(Beginning of Extract)
Antitumor Efficacy of Gallic Acid-Coated Gallium Nanoparticles on Hepatocellular Tumor Model

Abstract

Despite decades of research into molecularly targeted therapies, including the recent advent of multimodal treatments, the armamentarium against HCC is at best discouraging. None of the established systemic targeted agents, including sorafenib, have been translated into clinically meaningful improved patient survival. As such, HCC remains a dreadful cancer. The understanding of all hepatocarcinogenic pathways is therefore critical to yield new and effective therapies for HCC. Specifically, the exploration of epigenetic and genetic factors may more imminently result in faster progress towards alternative therapies. These efforts will require closer collaborations, not only between various medical disciplines, but also with basic molecular biology scientists, immunologists, pharmacological industry, and government bodies. Nanomedicine is an emerging form of therapy that focuses on targeted drug delivery and improvement of the treatment efficacy, while reducing detrimental side effects to normal tissues. In this scenario, biogenic phytofabricated MNPs have been considered excellent safe tumor-targeting vehicles. Intriguingly, the use of NPs as drug delivery carriers provides an effective method in which multiple cytotoxic agents can be safely delivered to cancer tissue to simultaneously target multiple cancer hallmarks at once, and hence the efficacy of cancer treatments could be improved drastically. The present work provides a rationale for the design of an alternative oncology trial with the aim of fighting hepatocellular carcinogenesis using bio-inspired green nanotechnology. Beyond this, a novel biogenic Ga-based nanocomplex, namely gallic acid-coated gallium nanoparticles (GA-GaNPs), was synthesized and further nano-verified. The ultimate goal is to test the possible therapeutic antineoplastic efficacy of GA-GaNPs both in vitro upon HepG-2 cell line and in vivo using a chemically-induced hepatocarcinogenesis in an animal model. In addition, such trial also aimed to validate whether the combination of GA-GaNPs with CDDP could enhance the therapeutic antineoplastic efficacy of this novel nanocomplex.
(End of Extract)
(Beginning of Given records)
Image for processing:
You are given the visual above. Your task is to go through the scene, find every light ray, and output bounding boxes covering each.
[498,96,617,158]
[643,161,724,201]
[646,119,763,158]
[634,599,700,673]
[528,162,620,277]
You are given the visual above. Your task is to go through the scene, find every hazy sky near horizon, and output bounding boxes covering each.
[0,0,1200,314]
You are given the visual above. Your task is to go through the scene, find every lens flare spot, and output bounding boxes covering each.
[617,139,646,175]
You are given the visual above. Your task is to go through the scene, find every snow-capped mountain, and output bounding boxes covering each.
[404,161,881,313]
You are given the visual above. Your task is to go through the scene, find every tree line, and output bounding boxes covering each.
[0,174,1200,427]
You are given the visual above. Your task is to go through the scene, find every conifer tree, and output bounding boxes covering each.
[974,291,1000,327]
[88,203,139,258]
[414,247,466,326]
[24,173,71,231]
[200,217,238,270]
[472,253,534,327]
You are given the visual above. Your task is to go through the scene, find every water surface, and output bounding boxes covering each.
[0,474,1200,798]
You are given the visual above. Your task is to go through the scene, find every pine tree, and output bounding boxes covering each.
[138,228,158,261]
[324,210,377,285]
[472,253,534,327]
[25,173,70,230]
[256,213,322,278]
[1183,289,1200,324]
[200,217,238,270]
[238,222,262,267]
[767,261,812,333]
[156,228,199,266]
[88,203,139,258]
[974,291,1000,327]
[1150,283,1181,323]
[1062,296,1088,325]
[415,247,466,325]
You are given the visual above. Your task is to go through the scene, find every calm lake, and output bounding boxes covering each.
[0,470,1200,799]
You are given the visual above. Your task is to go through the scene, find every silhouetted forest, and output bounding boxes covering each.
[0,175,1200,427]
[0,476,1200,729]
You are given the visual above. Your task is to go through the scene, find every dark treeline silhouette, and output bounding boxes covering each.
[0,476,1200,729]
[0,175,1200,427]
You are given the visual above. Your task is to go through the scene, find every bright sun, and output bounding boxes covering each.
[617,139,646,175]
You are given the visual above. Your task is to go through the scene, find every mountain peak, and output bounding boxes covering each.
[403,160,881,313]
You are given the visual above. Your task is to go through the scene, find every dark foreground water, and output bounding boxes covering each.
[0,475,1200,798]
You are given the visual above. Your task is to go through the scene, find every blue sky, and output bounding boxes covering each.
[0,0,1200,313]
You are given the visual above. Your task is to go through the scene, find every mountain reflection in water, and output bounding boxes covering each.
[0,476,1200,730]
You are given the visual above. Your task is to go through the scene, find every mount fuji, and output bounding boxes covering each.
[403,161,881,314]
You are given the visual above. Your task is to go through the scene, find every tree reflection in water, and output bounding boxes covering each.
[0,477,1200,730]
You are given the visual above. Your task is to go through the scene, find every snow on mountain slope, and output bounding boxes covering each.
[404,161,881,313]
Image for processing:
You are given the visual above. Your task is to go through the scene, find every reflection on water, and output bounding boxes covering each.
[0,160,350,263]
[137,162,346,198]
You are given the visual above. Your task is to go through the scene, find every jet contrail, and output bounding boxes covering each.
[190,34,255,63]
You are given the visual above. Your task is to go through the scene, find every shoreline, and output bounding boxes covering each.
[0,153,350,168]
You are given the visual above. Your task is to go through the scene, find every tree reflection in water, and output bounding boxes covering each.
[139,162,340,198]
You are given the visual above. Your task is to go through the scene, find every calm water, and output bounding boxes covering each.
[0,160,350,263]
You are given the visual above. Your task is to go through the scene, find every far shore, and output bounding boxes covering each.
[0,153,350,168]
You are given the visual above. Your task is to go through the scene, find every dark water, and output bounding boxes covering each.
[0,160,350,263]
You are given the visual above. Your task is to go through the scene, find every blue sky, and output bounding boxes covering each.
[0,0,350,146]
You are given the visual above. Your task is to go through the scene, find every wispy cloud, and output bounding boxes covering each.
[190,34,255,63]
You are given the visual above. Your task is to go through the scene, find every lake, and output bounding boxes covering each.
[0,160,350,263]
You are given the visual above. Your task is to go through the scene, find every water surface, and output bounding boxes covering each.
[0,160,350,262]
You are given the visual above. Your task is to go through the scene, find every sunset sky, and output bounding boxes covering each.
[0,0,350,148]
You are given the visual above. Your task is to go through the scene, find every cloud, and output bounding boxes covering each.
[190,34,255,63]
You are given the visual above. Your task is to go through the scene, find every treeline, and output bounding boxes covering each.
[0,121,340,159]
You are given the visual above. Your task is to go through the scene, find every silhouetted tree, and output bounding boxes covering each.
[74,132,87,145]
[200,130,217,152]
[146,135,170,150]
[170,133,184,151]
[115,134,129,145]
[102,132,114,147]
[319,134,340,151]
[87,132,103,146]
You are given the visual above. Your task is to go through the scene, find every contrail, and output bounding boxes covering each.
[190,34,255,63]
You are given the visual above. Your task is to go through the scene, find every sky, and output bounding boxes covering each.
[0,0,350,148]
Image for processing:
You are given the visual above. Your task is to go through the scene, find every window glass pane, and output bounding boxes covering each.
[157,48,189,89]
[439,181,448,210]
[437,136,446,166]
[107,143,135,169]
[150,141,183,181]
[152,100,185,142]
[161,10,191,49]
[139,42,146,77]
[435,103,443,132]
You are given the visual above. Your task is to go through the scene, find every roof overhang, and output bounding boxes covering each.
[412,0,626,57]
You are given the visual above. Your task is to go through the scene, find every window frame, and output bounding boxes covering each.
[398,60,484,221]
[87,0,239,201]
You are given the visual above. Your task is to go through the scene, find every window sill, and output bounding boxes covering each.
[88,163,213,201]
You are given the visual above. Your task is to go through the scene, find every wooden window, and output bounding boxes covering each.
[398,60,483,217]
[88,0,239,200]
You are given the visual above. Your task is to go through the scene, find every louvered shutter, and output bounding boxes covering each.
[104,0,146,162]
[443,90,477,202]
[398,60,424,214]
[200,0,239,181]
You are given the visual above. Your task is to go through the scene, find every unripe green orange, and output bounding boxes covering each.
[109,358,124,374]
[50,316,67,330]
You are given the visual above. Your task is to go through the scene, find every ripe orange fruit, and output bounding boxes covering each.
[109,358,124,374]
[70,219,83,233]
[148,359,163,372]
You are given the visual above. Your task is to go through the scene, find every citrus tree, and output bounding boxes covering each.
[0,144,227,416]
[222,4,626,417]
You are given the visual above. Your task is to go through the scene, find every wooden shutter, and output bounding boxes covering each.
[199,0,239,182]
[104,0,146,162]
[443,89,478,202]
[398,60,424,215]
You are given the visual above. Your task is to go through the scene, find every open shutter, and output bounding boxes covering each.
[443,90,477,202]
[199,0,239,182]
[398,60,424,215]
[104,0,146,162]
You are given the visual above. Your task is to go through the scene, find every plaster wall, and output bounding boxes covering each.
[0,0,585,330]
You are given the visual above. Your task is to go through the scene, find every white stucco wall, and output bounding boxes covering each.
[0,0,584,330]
(End of Given records)
=== Required work ===
List every group the abstract names as needing closer collaboration in the effort to find new therapies for HCC.

=== Solution ===
- Various medical disciplines
- Basic molecular biology scientists
- Immunologists
- Pharmacological industry
- Government bodies